(Data excerpts)
=== Section Start ===
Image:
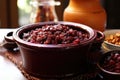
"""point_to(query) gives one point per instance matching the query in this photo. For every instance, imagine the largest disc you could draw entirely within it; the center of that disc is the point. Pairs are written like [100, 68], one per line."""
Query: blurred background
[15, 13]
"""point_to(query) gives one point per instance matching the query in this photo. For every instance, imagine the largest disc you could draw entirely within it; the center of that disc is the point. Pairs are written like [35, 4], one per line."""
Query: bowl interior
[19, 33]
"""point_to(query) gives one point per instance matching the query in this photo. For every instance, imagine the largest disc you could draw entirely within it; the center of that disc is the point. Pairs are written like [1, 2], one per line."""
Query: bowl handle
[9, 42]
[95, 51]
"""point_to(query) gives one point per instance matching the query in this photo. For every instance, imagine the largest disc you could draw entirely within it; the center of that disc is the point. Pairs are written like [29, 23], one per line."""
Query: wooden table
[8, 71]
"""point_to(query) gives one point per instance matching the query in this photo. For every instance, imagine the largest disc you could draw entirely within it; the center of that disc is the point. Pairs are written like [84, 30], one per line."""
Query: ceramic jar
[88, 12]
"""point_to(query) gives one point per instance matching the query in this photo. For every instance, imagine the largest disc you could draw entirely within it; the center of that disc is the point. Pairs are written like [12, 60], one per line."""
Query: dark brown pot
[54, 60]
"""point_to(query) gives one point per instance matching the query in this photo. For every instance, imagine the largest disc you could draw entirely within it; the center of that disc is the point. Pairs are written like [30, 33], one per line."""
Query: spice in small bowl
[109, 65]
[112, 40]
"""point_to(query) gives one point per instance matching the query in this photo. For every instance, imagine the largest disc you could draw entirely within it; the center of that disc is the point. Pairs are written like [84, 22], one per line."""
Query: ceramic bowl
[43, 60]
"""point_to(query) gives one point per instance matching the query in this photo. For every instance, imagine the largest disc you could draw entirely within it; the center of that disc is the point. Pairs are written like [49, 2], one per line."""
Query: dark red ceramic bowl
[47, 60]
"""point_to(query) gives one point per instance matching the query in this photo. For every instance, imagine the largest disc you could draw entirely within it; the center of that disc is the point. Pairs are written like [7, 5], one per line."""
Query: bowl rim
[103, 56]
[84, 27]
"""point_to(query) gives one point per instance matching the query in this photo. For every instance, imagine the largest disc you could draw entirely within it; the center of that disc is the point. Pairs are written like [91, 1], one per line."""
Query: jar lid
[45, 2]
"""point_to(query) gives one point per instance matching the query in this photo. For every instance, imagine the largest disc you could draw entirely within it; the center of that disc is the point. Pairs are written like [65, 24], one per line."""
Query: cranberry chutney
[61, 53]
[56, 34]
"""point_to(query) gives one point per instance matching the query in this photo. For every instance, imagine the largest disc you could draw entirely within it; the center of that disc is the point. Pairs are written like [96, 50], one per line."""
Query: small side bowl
=== Section End ===
WHAT IS REQUIRED:
Retype all the data exactly; skip the pictures.

SOLUTION TO THIS PROBLEM:
Image:
"""point_to(query) gives one point per instance matching the query in this photo. For every instance, imagine the largest disc you could draw entirely within it; the center of that disc is the point. Pairs are written like [100, 68], one per line."""
Query: blurred background
[15, 13]
"""point_to(query) gives one point per instance matching the query in this photo. For every instance, imagine the largest disc you could draw entirely within it; the center of that disc is the point. Pairs are written like [35, 4], one per line."""
Query: bowl interior
[19, 33]
"""point_to(query) gives one point per instance matching the query in this photo. For every instance, imagine the largest disc you could draw entirely within it; the center of that disc is the point. Pairs are written like [1, 2], one per line."""
Query: bowl handle
[9, 42]
[95, 51]
"""point_to(query) gives one point per instance matching the query in this photo. For every instance, imagine the largest disc you could draw entirely within it; the center of that disc is the point. Pairs are written like [29, 23], one per line."""
Query: wooden table
[8, 71]
"""point_to(query) gives one point per instance matching the query in this photo. For every instance, imagine the largest disc you could draw entirely within it; the center of that disc is the point. Pairs are written like [84, 30], one per line."""
Query: ceramic jar
[88, 12]
"""point_to(query) gives one point per instance matching the query in this photo. For every instance, imagine the largest disc you could draw entirely within it; the center of that disc is the point. Pairs are written like [12, 60], one per line."""
Query: dark brown pot
[54, 60]
"""point_to(query) gives one point per instance matching the query in this photo. For every instance, imagine the largest disc you could draw entirely within it; the center of that disc is the point. Pairs are written like [30, 33], one per line."""
Query: spice in small bowl
[109, 65]
[112, 40]
"""point_to(query) gives one point per instance matching the query in this photo. For every instance, imagine the largest disc you could draw entirely within it; the center of that disc is the point. Pairs are written like [84, 22], one per line."""
Query: ceramic bowl
[43, 60]
"""point_to(query) gives one point per instance matching the query in this photo. For every instance, imagine the largest disc you could draw entirely within it; the center of that disc is the point. Pairs are written like [49, 2], one per line."""
Query: dark red ceramic bowl
[47, 60]
"""point_to(query) gives one point per instance matching the query in this photo. For every instance, imagine the largest disc you could draw entirely within it; the center of that disc is the point. Pairs are written like [7, 5], one per line."""
Query: bowl rim
[103, 56]
[84, 27]
"""point_to(query) gives one point per instance matching the query in this photo. For every instance, imagine the largest disc you could draw entirely within it; the center of that disc is the point. Pairs are written like [91, 1], one per line."""
Query: jar lid
[45, 2]
"""point_to(query) gives one point per instance matching the query in this photo. For every instance, imagine the largest disc you could draw entirely within it; the center of that disc is the point. Pairs are written like [65, 24], one per line."""
Query: cranberry chutney
[61, 53]
[56, 34]
"""point_to(query) gives one point per instance matching the query in this photo. For every instance, imagine the largest disc you could draw entirely within it; the center of that disc is the point. Pairs are written like [96, 50], one per line."""
Query: small side bowl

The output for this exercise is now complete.